►

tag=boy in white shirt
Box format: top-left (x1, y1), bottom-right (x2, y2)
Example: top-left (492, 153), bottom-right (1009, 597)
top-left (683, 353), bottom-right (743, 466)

◄
►

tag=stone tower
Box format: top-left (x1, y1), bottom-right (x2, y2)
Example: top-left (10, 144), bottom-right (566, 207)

◄

QUÉ HACER
Selecciona en los registros cada línea que contenga la palabra "Example" y cópiala. Se distinguen mayúsculas y minúsculas.

RESPUESTA ESPERADA
Example: top-left (492, 153), bottom-right (1009, 597)
Example: top-left (10, 144), bottom-right (566, 207)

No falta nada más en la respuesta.